Material for this exercise
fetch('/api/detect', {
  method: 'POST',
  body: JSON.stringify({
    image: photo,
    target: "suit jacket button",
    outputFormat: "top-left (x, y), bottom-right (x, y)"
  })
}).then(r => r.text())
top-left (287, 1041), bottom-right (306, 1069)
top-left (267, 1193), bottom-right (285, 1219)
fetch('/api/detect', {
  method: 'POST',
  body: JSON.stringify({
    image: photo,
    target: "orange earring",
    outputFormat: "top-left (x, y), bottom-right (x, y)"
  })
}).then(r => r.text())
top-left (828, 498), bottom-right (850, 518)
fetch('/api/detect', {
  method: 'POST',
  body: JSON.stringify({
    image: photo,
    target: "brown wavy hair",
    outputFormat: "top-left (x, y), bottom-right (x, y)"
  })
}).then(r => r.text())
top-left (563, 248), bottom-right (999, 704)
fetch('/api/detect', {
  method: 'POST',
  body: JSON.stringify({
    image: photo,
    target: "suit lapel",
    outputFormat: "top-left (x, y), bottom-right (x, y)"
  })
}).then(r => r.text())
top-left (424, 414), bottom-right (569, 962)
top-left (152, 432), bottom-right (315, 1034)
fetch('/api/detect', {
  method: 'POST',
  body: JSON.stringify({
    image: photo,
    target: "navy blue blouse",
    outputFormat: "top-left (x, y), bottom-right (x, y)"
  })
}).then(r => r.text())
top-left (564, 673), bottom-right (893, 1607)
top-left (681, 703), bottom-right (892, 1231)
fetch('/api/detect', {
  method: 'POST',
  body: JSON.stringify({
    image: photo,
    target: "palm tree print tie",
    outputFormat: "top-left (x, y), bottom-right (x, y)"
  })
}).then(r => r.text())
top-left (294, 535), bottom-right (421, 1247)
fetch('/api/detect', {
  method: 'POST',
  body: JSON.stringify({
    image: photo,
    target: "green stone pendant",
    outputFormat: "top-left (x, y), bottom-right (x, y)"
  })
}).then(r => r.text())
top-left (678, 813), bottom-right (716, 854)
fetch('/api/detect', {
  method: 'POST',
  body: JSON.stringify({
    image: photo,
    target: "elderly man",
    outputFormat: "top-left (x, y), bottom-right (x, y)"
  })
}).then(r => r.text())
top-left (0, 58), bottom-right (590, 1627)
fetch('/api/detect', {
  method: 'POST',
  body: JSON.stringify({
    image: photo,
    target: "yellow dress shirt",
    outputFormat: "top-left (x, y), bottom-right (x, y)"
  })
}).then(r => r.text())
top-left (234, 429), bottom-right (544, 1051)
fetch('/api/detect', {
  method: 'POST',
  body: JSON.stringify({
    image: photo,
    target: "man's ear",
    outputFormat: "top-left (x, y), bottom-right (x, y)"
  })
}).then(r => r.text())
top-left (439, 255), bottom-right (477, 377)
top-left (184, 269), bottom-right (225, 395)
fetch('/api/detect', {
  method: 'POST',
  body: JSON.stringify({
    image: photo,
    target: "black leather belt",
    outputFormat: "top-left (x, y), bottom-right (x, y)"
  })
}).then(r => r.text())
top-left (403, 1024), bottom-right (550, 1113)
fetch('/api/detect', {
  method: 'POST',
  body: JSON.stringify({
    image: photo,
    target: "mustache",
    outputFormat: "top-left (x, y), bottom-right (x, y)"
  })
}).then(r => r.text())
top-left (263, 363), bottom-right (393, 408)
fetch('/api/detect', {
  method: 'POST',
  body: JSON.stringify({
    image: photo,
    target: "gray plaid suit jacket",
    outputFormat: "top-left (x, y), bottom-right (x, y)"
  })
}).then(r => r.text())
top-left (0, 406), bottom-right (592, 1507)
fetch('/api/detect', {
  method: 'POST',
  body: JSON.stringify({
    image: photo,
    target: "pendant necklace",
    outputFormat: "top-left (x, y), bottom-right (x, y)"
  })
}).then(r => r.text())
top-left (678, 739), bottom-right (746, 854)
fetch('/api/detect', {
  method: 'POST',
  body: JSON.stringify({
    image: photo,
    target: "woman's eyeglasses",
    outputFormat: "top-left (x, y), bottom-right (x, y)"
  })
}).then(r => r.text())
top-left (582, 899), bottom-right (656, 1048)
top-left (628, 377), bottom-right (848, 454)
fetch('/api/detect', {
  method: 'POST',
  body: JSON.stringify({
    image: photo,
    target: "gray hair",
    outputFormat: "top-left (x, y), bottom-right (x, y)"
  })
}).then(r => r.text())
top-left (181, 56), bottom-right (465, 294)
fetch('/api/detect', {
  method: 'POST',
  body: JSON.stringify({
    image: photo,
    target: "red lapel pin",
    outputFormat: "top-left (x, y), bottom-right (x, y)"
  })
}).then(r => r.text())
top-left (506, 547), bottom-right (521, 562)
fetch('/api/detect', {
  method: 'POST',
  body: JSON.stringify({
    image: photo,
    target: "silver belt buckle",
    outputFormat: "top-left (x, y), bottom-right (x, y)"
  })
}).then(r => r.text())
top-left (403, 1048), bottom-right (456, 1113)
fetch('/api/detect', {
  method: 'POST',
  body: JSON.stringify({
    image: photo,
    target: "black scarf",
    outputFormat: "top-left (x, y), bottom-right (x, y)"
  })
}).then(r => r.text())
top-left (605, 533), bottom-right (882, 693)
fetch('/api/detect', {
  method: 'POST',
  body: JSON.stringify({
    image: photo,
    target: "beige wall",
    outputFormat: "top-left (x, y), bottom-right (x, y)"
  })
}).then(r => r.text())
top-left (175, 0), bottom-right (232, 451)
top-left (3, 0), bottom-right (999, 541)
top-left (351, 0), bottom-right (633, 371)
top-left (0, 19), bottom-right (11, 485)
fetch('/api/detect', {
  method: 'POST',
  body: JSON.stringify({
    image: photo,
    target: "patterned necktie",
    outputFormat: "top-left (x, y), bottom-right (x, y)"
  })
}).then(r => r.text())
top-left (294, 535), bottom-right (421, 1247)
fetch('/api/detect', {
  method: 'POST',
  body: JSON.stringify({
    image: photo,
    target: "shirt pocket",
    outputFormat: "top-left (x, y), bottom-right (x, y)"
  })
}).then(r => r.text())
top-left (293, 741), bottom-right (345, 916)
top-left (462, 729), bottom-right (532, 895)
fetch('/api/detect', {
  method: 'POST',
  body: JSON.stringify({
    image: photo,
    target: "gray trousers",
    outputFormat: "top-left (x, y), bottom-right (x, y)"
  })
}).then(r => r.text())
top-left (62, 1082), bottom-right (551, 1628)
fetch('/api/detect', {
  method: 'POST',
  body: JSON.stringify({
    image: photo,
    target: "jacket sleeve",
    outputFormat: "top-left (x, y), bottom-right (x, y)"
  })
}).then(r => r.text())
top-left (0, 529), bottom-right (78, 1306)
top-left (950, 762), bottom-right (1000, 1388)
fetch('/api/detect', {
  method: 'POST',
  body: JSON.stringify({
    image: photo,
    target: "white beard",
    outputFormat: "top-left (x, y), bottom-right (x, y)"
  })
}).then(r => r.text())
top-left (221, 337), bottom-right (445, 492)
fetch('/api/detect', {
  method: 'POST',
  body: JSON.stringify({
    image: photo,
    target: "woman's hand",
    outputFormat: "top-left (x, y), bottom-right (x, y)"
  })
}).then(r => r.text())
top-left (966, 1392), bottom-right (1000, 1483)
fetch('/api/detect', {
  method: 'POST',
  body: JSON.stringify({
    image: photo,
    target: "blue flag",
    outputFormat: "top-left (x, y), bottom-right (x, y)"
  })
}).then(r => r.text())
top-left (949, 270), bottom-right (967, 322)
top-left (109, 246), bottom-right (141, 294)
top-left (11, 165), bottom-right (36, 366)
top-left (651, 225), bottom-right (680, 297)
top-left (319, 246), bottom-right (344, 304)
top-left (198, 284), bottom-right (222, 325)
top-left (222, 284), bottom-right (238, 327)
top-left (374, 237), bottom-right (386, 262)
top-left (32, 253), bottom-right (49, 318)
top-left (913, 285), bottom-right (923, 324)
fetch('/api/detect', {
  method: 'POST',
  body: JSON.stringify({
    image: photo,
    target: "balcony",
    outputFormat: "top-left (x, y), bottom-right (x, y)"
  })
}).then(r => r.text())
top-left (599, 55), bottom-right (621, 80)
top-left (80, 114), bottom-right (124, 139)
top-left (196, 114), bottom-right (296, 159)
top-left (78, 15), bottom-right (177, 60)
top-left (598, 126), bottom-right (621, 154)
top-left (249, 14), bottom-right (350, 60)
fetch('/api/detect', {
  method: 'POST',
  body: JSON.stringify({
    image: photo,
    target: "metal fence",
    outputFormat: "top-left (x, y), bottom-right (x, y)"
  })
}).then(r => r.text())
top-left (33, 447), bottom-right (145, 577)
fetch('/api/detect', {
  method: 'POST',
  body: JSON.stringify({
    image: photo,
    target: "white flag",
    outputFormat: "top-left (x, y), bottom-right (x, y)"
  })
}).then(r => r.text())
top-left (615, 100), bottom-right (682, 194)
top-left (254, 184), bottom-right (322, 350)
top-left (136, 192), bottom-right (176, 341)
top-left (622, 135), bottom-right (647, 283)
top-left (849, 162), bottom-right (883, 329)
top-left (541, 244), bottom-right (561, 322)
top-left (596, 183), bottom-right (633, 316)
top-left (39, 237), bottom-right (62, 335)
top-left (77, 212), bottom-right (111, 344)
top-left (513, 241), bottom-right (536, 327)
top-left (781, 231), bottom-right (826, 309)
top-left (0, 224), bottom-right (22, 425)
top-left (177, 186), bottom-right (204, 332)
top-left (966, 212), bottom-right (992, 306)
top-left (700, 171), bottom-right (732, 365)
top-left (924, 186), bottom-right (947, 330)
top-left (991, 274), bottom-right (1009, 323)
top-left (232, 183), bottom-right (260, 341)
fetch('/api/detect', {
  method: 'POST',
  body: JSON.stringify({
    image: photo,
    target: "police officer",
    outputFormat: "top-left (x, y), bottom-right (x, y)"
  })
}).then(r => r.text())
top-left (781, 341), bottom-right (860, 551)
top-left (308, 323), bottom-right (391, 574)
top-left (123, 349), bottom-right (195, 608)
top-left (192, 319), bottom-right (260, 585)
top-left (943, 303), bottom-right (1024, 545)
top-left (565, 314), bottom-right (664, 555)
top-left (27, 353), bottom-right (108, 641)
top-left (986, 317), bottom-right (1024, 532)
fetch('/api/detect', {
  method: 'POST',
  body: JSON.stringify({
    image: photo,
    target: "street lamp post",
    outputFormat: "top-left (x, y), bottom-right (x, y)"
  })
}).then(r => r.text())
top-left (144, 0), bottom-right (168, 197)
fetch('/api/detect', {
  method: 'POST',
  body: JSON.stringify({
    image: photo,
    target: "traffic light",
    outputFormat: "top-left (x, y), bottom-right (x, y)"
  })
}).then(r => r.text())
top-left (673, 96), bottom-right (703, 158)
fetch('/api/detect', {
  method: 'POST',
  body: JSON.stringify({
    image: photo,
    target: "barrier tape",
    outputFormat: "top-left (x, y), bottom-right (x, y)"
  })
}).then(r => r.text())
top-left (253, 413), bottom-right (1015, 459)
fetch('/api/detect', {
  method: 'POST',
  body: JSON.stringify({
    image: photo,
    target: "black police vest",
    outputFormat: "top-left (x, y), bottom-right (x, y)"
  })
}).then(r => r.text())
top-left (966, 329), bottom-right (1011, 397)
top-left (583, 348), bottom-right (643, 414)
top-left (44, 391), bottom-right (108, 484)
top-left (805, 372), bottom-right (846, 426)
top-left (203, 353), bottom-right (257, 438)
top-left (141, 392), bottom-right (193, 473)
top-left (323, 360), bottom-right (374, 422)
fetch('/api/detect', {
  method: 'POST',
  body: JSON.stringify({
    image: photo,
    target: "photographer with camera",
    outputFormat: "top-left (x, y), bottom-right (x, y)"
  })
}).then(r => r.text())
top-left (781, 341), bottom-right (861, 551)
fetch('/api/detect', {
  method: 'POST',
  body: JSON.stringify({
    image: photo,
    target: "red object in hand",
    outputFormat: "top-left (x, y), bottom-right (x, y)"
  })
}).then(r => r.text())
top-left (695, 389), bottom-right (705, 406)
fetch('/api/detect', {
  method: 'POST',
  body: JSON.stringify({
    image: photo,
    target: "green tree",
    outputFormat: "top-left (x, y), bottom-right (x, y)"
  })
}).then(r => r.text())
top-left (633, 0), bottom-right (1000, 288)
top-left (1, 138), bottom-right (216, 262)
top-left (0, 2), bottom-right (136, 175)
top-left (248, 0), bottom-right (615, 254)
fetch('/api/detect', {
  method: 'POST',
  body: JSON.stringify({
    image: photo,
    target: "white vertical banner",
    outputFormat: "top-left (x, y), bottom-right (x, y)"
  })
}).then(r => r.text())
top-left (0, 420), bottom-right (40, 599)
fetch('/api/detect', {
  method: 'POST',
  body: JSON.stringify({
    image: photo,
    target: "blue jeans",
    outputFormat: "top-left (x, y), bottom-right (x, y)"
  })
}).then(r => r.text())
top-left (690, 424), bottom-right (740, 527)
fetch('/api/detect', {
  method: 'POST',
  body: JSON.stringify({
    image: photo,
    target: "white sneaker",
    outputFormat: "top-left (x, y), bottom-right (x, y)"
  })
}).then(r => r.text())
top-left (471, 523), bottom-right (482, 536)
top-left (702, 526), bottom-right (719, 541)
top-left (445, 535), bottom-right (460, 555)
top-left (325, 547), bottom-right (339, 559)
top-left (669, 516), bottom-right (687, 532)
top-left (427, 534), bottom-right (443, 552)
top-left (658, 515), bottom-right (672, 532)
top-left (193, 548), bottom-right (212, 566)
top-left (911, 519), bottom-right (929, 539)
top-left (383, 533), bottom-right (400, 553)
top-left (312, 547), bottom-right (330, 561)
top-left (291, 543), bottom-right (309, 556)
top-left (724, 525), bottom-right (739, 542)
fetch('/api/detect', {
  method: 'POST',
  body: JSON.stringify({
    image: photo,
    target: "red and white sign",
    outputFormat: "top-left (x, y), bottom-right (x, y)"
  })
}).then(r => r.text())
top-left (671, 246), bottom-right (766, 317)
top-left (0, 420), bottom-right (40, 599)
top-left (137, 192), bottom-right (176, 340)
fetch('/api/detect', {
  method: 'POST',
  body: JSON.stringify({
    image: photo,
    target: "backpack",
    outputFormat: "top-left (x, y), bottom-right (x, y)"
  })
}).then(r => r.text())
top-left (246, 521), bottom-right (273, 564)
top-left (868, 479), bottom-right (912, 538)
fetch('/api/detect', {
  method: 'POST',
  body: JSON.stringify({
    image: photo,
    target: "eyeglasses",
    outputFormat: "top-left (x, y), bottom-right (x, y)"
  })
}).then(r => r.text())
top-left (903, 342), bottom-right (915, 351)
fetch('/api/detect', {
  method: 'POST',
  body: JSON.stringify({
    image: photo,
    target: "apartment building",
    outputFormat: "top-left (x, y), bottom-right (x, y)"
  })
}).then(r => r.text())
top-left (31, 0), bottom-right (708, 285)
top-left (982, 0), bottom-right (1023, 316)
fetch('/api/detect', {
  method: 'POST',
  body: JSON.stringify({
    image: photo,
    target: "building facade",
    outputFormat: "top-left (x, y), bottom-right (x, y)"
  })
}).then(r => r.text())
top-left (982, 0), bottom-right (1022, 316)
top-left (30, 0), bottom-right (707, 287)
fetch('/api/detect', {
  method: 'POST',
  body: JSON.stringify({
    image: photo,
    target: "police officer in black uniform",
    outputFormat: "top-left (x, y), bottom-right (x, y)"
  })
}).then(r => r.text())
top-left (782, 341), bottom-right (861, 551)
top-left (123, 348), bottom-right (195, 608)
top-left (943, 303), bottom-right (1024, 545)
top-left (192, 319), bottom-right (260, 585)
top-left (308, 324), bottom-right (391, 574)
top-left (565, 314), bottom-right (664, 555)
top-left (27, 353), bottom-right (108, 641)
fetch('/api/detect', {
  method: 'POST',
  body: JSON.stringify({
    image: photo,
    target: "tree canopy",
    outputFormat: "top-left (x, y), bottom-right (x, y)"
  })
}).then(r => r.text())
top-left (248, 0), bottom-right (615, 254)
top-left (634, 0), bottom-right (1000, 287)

What the task asks
Determine which lines above include the word "shirt", and report those lines in full.

Answer box
    target: "yellow dress shirt",
    target: "shirt pocket",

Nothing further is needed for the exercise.